--- START Reading passage ---
Transactions and balances
Foreign currency transactions are translated into the functional currency using the spot exchange rates at the dates of the transactions.
At each period end foreign currency monetary items are translated using the closing rate. Non-monetary items measured at historical cost are translated using the exchange rate at the date of the transaction and non-monetary items measured at fair value are measured using the exchange rate when fair value was determined.
Foreign exchange gains and losses resulting from the settlement of transactions and from the translation at period-end exchange rates of monetary assets and liabilities denominated in foreign currencies are recognised in the Statement of Comprehensive Income
except when deferred in other comprehensive income as qualifying cash flow hedges.
Foreign exchange gains and losses that relate to borrowings and cash and cash equivalents are presented in the Statement of Comprehensive Income within 'finance income or costs'. All other foreign exchange gains and losses are presented in the Statement of Comprehensive Income within 'other operating income'.
--- END Reading passage ---
--- START Recorded data ---
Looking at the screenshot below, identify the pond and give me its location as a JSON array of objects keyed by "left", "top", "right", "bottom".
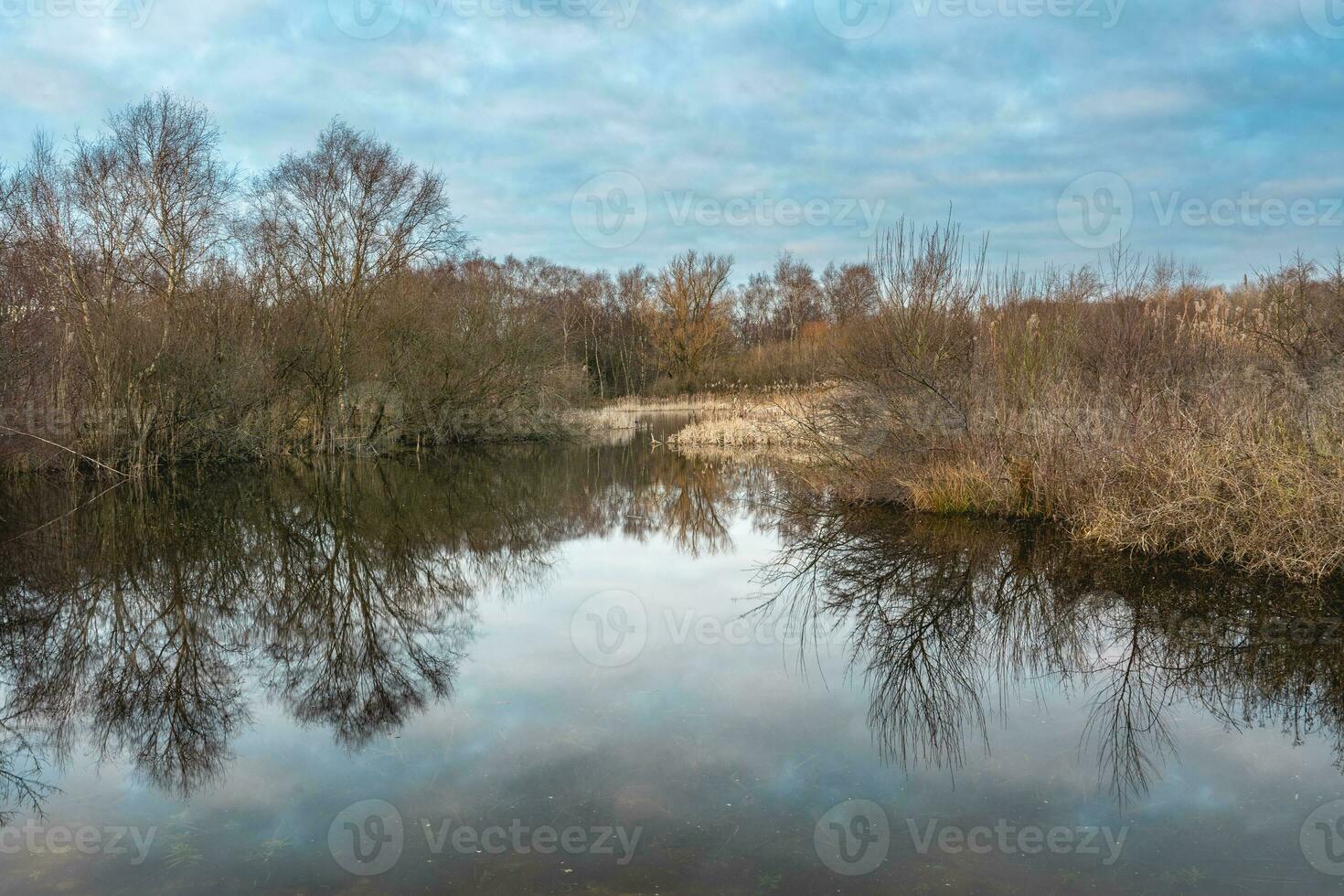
[{"left": 0, "top": 438, "right": 1344, "bottom": 895}]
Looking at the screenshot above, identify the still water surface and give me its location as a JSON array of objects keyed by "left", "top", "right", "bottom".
[{"left": 0, "top": 435, "right": 1344, "bottom": 895}]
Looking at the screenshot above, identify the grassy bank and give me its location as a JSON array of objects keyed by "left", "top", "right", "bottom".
[{"left": 653, "top": 218, "right": 1344, "bottom": 581}]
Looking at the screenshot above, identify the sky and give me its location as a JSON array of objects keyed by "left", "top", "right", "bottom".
[{"left": 0, "top": 0, "right": 1344, "bottom": 283}]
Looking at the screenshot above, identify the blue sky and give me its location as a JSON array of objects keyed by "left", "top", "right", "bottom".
[{"left": 0, "top": 0, "right": 1344, "bottom": 281}]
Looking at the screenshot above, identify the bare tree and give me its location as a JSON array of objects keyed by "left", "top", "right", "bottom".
[
  {"left": 249, "top": 121, "right": 466, "bottom": 441},
  {"left": 655, "top": 250, "right": 732, "bottom": 391}
]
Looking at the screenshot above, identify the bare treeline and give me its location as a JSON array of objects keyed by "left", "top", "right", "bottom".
[{"left": 0, "top": 92, "right": 871, "bottom": 470}]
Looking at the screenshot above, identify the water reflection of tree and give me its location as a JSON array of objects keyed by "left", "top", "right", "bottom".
[
  {"left": 0, "top": 446, "right": 758, "bottom": 807},
  {"left": 761, "top": 498, "right": 1344, "bottom": 801}
]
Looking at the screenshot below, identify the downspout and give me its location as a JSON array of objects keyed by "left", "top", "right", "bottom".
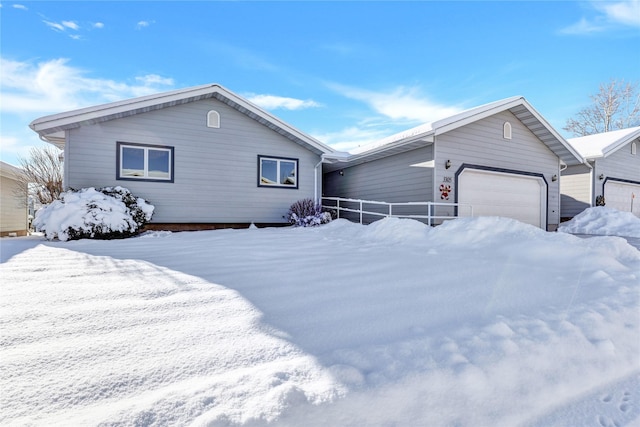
[{"left": 313, "top": 154, "right": 324, "bottom": 205}]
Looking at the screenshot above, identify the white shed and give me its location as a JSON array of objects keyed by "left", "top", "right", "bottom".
[
  {"left": 324, "top": 96, "right": 584, "bottom": 230},
  {"left": 0, "top": 162, "right": 28, "bottom": 237},
  {"left": 560, "top": 126, "right": 640, "bottom": 219}
]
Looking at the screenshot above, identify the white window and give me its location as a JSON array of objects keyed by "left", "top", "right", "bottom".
[
  {"left": 116, "top": 142, "right": 173, "bottom": 182},
  {"left": 258, "top": 156, "right": 298, "bottom": 188},
  {"left": 502, "top": 122, "right": 511, "bottom": 139},
  {"left": 207, "top": 110, "right": 220, "bottom": 129}
]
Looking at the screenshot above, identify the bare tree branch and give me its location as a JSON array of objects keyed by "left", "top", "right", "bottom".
[
  {"left": 16, "top": 147, "right": 63, "bottom": 205},
  {"left": 563, "top": 79, "right": 640, "bottom": 136}
]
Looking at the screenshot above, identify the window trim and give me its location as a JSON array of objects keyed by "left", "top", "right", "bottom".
[
  {"left": 116, "top": 141, "right": 175, "bottom": 183},
  {"left": 257, "top": 154, "right": 300, "bottom": 190}
]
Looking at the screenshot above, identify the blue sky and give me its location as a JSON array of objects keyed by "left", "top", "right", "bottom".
[{"left": 0, "top": 0, "right": 640, "bottom": 165}]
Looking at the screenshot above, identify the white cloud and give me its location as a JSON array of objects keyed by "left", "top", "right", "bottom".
[
  {"left": 246, "top": 94, "right": 321, "bottom": 110},
  {"left": 42, "top": 21, "right": 64, "bottom": 31},
  {"left": 62, "top": 21, "right": 80, "bottom": 31},
  {"left": 560, "top": 18, "right": 605, "bottom": 34},
  {"left": 328, "top": 83, "right": 462, "bottom": 123},
  {"left": 311, "top": 123, "right": 391, "bottom": 151},
  {"left": 136, "top": 74, "right": 174, "bottom": 87},
  {"left": 0, "top": 58, "right": 173, "bottom": 114},
  {"left": 594, "top": 0, "right": 640, "bottom": 27},
  {"left": 560, "top": 0, "right": 640, "bottom": 35},
  {"left": 42, "top": 20, "right": 80, "bottom": 32}
]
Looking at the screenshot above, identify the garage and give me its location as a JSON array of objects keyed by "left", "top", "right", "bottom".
[
  {"left": 458, "top": 169, "right": 547, "bottom": 228},
  {"left": 604, "top": 179, "right": 640, "bottom": 216}
]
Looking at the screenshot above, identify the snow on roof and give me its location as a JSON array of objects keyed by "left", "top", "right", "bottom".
[
  {"left": 0, "top": 161, "right": 23, "bottom": 179},
  {"left": 344, "top": 96, "right": 583, "bottom": 165},
  {"left": 567, "top": 126, "right": 640, "bottom": 159},
  {"left": 29, "top": 84, "right": 335, "bottom": 154}
]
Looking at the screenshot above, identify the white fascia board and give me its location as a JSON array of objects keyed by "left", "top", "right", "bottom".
[
  {"left": 0, "top": 161, "right": 24, "bottom": 180},
  {"left": 522, "top": 98, "right": 587, "bottom": 164},
  {"left": 602, "top": 127, "right": 640, "bottom": 157},
  {"left": 432, "top": 96, "right": 528, "bottom": 136},
  {"left": 29, "top": 85, "right": 220, "bottom": 133},
  {"left": 29, "top": 84, "right": 335, "bottom": 153}
]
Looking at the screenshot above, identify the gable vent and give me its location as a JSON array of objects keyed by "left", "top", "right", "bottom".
[
  {"left": 207, "top": 110, "right": 220, "bottom": 129},
  {"left": 502, "top": 122, "right": 511, "bottom": 139}
]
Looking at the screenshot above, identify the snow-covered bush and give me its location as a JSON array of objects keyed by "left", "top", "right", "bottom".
[
  {"left": 287, "top": 199, "right": 331, "bottom": 227},
  {"left": 33, "top": 186, "right": 154, "bottom": 241}
]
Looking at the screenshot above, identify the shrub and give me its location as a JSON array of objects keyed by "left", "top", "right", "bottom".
[
  {"left": 287, "top": 199, "right": 331, "bottom": 227},
  {"left": 33, "top": 187, "right": 154, "bottom": 241}
]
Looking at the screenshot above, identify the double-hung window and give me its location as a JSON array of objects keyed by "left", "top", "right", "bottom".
[
  {"left": 116, "top": 142, "right": 174, "bottom": 182},
  {"left": 258, "top": 156, "right": 298, "bottom": 188}
]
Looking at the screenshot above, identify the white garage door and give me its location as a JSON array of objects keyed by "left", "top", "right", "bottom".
[
  {"left": 604, "top": 181, "right": 640, "bottom": 216},
  {"left": 458, "top": 169, "right": 547, "bottom": 228}
]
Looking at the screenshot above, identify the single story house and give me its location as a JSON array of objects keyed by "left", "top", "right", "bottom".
[
  {"left": 29, "top": 84, "right": 340, "bottom": 229},
  {"left": 560, "top": 126, "right": 640, "bottom": 219},
  {"left": 323, "top": 97, "right": 588, "bottom": 230},
  {"left": 0, "top": 161, "right": 29, "bottom": 237}
]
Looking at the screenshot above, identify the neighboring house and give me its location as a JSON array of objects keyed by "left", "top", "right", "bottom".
[
  {"left": 324, "top": 97, "right": 583, "bottom": 230},
  {"left": 29, "top": 84, "right": 339, "bottom": 229},
  {"left": 561, "top": 127, "right": 640, "bottom": 219},
  {"left": 0, "top": 162, "right": 29, "bottom": 237}
]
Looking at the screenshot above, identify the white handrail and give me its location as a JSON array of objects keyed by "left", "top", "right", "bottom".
[{"left": 322, "top": 197, "right": 473, "bottom": 226}]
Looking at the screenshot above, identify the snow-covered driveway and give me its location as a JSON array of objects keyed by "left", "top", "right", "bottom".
[{"left": 0, "top": 218, "right": 640, "bottom": 426}]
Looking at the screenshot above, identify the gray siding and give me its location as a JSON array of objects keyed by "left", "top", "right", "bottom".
[
  {"left": 560, "top": 165, "right": 593, "bottom": 218},
  {"left": 65, "top": 99, "right": 320, "bottom": 223},
  {"left": 323, "top": 145, "right": 433, "bottom": 203},
  {"left": 594, "top": 140, "right": 640, "bottom": 203},
  {"left": 435, "top": 111, "right": 560, "bottom": 229},
  {"left": 0, "top": 176, "right": 27, "bottom": 236}
]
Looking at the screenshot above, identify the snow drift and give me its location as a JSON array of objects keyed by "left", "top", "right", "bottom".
[
  {"left": 0, "top": 212, "right": 640, "bottom": 427},
  {"left": 558, "top": 206, "right": 640, "bottom": 238}
]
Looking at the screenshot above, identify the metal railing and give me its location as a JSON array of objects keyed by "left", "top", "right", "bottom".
[{"left": 322, "top": 197, "right": 473, "bottom": 226}]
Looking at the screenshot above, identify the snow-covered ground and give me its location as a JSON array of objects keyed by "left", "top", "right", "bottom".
[
  {"left": 559, "top": 206, "right": 640, "bottom": 239},
  {"left": 0, "top": 212, "right": 640, "bottom": 427}
]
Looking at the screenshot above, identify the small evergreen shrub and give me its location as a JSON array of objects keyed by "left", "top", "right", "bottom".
[
  {"left": 287, "top": 199, "right": 331, "bottom": 227},
  {"left": 33, "top": 186, "right": 154, "bottom": 241}
]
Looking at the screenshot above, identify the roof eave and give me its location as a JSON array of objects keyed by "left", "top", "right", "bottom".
[{"left": 29, "top": 84, "right": 335, "bottom": 155}]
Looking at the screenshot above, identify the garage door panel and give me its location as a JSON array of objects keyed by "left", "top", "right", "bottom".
[
  {"left": 604, "top": 181, "right": 640, "bottom": 216},
  {"left": 458, "top": 169, "right": 546, "bottom": 227}
]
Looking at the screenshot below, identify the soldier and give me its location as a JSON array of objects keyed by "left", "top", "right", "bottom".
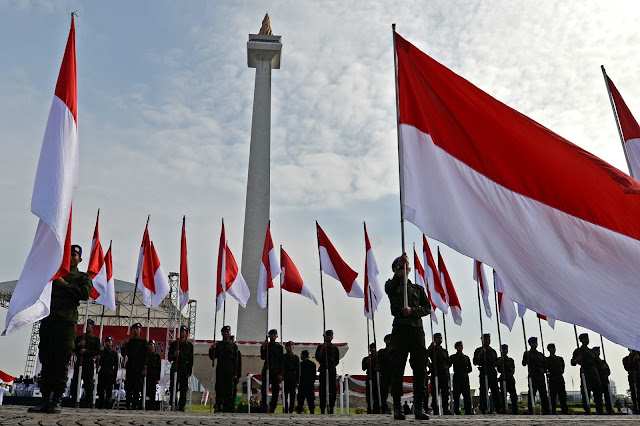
[
  {"left": 97, "top": 336, "right": 120, "bottom": 408},
  {"left": 384, "top": 253, "right": 431, "bottom": 420},
  {"left": 571, "top": 333, "right": 602, "bottom": 414},
  {"left": 69, "top": 319, "right": 100, "bottom": 407},
  {"left": 120, "top": 322, "right": 147, "bottom": 410},
  {"left": 449, "top": 342, "right": 472, "bottom": 416},
  {"left": 547, "top": 343, "right": 569, "bottom": 415},
  {"left": 473, "top": 333, "right": 503, "bottom": 414},
  {"left": 427, "top": 333, "right": 452, "bottom": 415},
  {"left": 296, "top": 349, "right": 316, "bottom": 414},
  {"left": 209, "top": 325, "right": 240, "bottom": 413},
  {"left": 362, "top": 343, "right": 380, "bottom": 414},
  {"left": 29, "top": 245, "right": 93, "bottom": 413},
  {"left": 142, "top": 340, "right": 162, "bottom": 410},
  {"left": 260, "top": 328, "right": 284, "bottom": 413},
  {"left": 282, "top": 340, "right": 300, "bottom": 413},
  {"left": 169, "top": 325, "right": 193, "bottom": 411},
  {"left": 316, "top": 330, "right": 340, "bottom": 414},
  {"left": 498, "top": 344, "right": 518, "bottom": 414},
  {"left": 593, "top": 346, "right": 613, "bottom": 415}
]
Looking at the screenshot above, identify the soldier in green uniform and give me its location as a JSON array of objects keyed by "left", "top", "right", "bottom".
[
  {"left": 498, "top": 344, "right": 518, "bottom": 414},
  {"left": 169, "top": 325, "right": 193, "bottom": 411},
  {"left": 260, "top": 328, "right": 284, "bottom": 413},
  {"left": 282, "top": 340, "right": 300, "bottom": 413},
  {"left": 473, "top": 333, "right": 503, "bottom": 414},
  {"left": 29, "top": 245, "right": 93, "bottom": 413},
  {"left": 547, "top": 343, "right": 569, "bottom": 415},
  {"left": 522, "top": 336, "right": 549, "bottom": 414},
  {"left": 142, "top": 340, "right": 162, "bottom": 410},
  {"left": 120, "top": 322, "right": 147, "bottom": 410},
  {"left": 96, "top": 336, "right": 119, "bottom": 408},
  {"left": 316, "top": 330, "right": 340, "bottom": 414},
  {"left": 69, "top": 319, "right": 100, "bottom": 408},
  {"left": 427, "top": 333, "right": 451, "bottom": 415},
  {"left": 449, "top": 342, "right": 472, "bottom": 416},
  {"left": 571, "top": 333, "right": 602, "bottom": 414},
  {"left": 209, "top": 325, "right": 240, "bottom": 413},
  {"left": 384, "top": 253, "right": 431, "bottom": 420}
]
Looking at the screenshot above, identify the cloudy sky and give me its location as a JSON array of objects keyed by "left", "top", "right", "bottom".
[{"left": 0, "top": 0, "right": 640, "bottom": 393}]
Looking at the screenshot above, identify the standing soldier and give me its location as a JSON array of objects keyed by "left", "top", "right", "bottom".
[
  {"left": 96, "top": 336, "right": 120, "bottom": 408},
  {"left": 522, "top": 336, "right": 549, "bottom": 414},
  {"left": 593, "top": 346, "right": 613, "bottom": 415},
  {"left": 142, "top": 340, "right": 162, "bottom": 410},
  {"left": 260, "top": 328, "right": 284, "bottom": 413},
  {"left": 296, "top": 349, "right": 316, "bottom": 414},
  {"left": 384, "top": 253, "right": 431, "bottom": 420},
  {"left": 121, "top": 322, "right": 147, "bottom": 410},
  {"left": 69, "top": 319, "right": 100, "bottom": 407},
  {"left": 169, "top": 325, "right": 193, "bottom": 411},
  {"left": 29, "top": 245, "right": 93, "bottom": 413},
  {"left": 547, "top": 343, "right": 569, "bottom": 415},
  {"left": 449, "top": 342, "right": 472, "bottom": 416},
  {"left": 498, "top": 344, "right": 518, "bottom": 414},
  {"left": 209, "top": 325, "right": 240, "bottom": 413},
  {"left": 473, "top": 333, "right": 503, "bottom": 414},
  {"left": 427, "top": 333, "right": 452, "bottom": 415},
  {"left": 282, "top": 340, "right": 300, "bottom": 413},
  {"left": 571, "top": 333, "right": 602, "bottom": 414},
  {"left": 362, "top": 343, "right": 380, "bottom": 414},
  {"left": 316, "top": 330, "right": 340, "bottom": 414}
]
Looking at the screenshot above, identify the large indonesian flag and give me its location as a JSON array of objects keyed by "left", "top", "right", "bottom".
[
  {"left": 607, "top": 76, "right": 640, "bottom": 180},
  {"left": 2, "top": 16, "right": 79, "bottom": 335},
  {"left": 258, "top": 224, "right": 280, "bottom": 309},
  {"left": 395, "top": 34, "right": 640, "bottom": 349},
  {"left": 316, "top": 222, "right": 364, "bottom": 297},
  {"left": 280, "top": 247, "right": 318, "bottom": 305}
]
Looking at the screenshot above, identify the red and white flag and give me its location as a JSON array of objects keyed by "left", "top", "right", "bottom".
[
  {"left": 395, "top": 34, "right": 640, "bottom": 349},
  {"left": 178, "top": 216, "right": 189, "bottom": 310},
  {"left": 364, "top": 224, "right": 384, "bottom": 319},
  {"left": 473, "top": 260, "right": 491, "bottom": 318},
  {"left": 280, "top": 247, "right": 318, "bottom": 305},
  {"left": 258, "top": 224, "right": 280, "bottom": 309},
  {"left": 316, "top": 222, "right": 364, "bottom": 297},
  {"left": 493, "top": 271, "right": 517, "bottom": 331},
  {"left": 607, "top": 76, "right": 640, "bottom": 180},
  {"left": 2, "top": 16, "right": 79, "bottom": 335},
  {"left": 438, "top": 248, "right": 462, "bottom": 325},
  {"left": 422, "top": 234, "right": 449, "bottom": 314}
]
--- END Recorded data ---
■ **Exercise aim**
Answer these questions about the foreign currency reading passage above.
(a) What rate is used to translate foreign currency monetary items at each period end?
(b) Which exchange rate applies to non-monetary items measured at historical cost?
(c) Where are foreign exchange gains and losses that relate to borrowings presented?

■ **Finished task**
(a) The closing rate.
(b) The exchange rate at the date of the transaction.
(c) In the Statement of Comprehensive Income, within 'finance income or costs'.